** BEGIN Material provided **
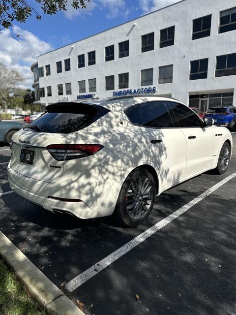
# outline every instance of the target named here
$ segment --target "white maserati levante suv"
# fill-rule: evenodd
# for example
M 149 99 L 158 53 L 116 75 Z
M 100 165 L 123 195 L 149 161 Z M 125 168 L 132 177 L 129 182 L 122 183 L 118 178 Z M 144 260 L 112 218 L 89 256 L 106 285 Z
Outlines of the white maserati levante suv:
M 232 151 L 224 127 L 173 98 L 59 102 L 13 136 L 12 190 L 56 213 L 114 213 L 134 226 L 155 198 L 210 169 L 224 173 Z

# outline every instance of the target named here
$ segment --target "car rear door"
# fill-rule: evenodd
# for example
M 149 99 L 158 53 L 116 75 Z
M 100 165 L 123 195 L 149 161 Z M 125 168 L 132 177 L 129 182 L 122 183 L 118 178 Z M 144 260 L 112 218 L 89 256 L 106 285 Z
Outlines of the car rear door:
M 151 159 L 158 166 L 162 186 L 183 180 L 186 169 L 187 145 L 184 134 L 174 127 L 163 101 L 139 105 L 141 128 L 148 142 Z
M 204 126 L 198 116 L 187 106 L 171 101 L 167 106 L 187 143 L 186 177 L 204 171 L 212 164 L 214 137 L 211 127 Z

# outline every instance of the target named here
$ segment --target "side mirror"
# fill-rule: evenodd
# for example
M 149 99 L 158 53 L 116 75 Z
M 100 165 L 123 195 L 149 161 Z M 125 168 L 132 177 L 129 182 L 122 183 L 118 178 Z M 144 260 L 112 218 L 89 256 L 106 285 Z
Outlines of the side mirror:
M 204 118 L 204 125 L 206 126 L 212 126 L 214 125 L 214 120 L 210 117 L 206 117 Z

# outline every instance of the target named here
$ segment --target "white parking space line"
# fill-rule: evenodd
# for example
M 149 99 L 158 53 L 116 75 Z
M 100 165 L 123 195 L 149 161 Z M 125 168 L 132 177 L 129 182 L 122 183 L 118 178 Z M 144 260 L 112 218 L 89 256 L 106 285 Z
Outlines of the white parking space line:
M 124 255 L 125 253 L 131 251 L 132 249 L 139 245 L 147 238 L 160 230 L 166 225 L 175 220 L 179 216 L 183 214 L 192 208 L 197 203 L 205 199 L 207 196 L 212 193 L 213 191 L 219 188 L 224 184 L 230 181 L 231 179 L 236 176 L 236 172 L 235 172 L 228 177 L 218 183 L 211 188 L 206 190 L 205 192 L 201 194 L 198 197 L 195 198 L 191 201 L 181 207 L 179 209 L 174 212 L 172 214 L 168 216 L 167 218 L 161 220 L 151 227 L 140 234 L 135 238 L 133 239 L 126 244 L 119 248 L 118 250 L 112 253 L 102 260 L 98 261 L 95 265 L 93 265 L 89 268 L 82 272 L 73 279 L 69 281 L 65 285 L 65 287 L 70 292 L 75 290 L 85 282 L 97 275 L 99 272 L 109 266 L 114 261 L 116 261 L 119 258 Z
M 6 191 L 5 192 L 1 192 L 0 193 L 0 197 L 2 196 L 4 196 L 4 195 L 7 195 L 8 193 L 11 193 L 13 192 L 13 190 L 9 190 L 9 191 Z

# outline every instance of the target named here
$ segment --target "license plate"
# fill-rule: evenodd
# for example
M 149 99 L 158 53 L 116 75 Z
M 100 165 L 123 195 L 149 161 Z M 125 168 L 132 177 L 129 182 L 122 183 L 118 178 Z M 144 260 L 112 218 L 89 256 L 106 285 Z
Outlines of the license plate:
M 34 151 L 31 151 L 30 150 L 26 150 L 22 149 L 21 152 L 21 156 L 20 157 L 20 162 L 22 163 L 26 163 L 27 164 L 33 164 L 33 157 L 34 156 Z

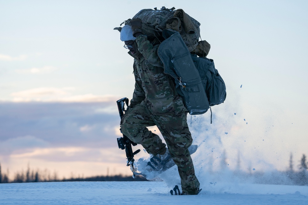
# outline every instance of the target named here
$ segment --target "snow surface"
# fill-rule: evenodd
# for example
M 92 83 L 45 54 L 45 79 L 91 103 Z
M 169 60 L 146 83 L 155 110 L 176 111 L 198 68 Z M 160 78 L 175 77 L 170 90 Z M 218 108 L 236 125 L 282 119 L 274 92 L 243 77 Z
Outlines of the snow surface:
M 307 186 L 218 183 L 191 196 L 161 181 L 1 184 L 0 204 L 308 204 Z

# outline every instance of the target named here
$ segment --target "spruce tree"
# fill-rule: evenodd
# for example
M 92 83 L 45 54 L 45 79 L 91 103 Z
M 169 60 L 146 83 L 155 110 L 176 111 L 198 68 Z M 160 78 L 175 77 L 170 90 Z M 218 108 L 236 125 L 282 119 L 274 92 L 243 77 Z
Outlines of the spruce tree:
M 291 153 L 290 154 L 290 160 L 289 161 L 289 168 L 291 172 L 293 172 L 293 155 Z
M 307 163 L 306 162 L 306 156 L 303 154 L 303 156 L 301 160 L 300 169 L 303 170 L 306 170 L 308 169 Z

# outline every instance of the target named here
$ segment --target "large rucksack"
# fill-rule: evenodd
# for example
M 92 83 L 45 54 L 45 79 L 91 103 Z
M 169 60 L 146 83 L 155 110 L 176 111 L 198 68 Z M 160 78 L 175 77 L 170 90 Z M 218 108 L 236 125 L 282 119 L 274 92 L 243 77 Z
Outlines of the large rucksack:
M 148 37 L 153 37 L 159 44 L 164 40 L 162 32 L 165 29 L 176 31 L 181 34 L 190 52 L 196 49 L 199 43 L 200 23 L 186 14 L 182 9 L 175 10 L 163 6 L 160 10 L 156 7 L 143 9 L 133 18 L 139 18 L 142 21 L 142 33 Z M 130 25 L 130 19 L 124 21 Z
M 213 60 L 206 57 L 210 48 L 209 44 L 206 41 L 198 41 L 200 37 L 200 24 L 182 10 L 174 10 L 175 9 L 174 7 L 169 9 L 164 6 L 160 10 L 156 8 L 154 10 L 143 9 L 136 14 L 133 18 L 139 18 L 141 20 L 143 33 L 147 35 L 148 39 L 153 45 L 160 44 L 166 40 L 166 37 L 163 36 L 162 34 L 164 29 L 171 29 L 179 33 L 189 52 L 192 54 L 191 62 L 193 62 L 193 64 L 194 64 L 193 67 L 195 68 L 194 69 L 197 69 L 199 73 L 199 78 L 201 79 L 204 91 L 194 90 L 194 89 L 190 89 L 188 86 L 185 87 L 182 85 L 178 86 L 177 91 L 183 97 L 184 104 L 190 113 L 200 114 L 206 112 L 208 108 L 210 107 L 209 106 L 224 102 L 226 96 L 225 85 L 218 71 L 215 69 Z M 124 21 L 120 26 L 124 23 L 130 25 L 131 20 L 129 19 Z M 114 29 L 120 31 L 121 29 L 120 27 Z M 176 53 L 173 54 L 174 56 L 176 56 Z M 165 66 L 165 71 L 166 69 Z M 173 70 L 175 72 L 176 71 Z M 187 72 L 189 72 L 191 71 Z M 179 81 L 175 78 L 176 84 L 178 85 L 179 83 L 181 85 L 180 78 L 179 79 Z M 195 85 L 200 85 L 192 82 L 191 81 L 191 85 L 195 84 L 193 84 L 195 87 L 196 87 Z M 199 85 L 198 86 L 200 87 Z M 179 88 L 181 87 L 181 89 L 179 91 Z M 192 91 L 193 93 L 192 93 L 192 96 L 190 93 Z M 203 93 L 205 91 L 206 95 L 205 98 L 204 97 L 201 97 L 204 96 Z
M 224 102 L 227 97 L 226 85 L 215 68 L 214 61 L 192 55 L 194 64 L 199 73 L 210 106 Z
** END Material provided **
# Requirement
Copy the items again line for line, from their start through the line with "M 204 118 L", keeping both ends. Leave the pictures out.

# Problem solution
# outline every instance of the target named here
$ segment --target "white maserati levante suv"
# fill-rule: evenodd
# for example
M 149 99 L 158 53 L 116 75 Z
M 100 165 L 123 195 L 149 161 Z M 125 168 L 132 177 L 129 182 L 122 183 L 118 178 Z M 144 260 L 112 218 L 89 256 L 106 285 Z
Outlines of the white maserati levante suv:
M 232 151 L 224 127 L 173 98 L 59 102 L 13 136 L 12 190 L 56 213 L 114 213 L 134 226 L 155 198 L 210 169 L 224 173 Z

# outline every instance of the target named here
$ segment --target "car rear door"
# fill-rule: evenodd
# for example
M 149 99 L 158 53 L 116 75 Z
M 100 165 L 123 195 L 149 161 Z M 125 168 L 132 177 L 129 182 L 122 183 L 118 178 Z M 144 260 L 112 218 L 89 256 L 106 285 Z
Outlines of the car rear door:
M 151 159 L 158 166 L 162 186 L 183 180 L 186 169 L 187 145 L 184 134 L 174 127 L 163 101 L 139 105 L 141 128 L 148 142 Z
M 204 126 L 198 116 L 187 106 L 171 101 L 167 106 L 187 143 L 186 177 L 204 171 L 212 164 L 214 137 L 211 127 Z

# outline every instance of the target named here
$ segment --target "side mirror"
# fill-rule: evenodd
# for example
M 149 99 L 158 53 L 116 75 Z
M 100 165 L 123 195 L 149 161 Z M 125 168 L 132 177 L 129 182 L 122 183 L 118 178 Z M 144 260 L 112 218 L 89 256 L 106 285 Z
Outlines of the side mirror:
M 204 118 L 204 125 L 206 126 L 212 126 L 214 125 L 214 120 L 210 117 L 206 117 Z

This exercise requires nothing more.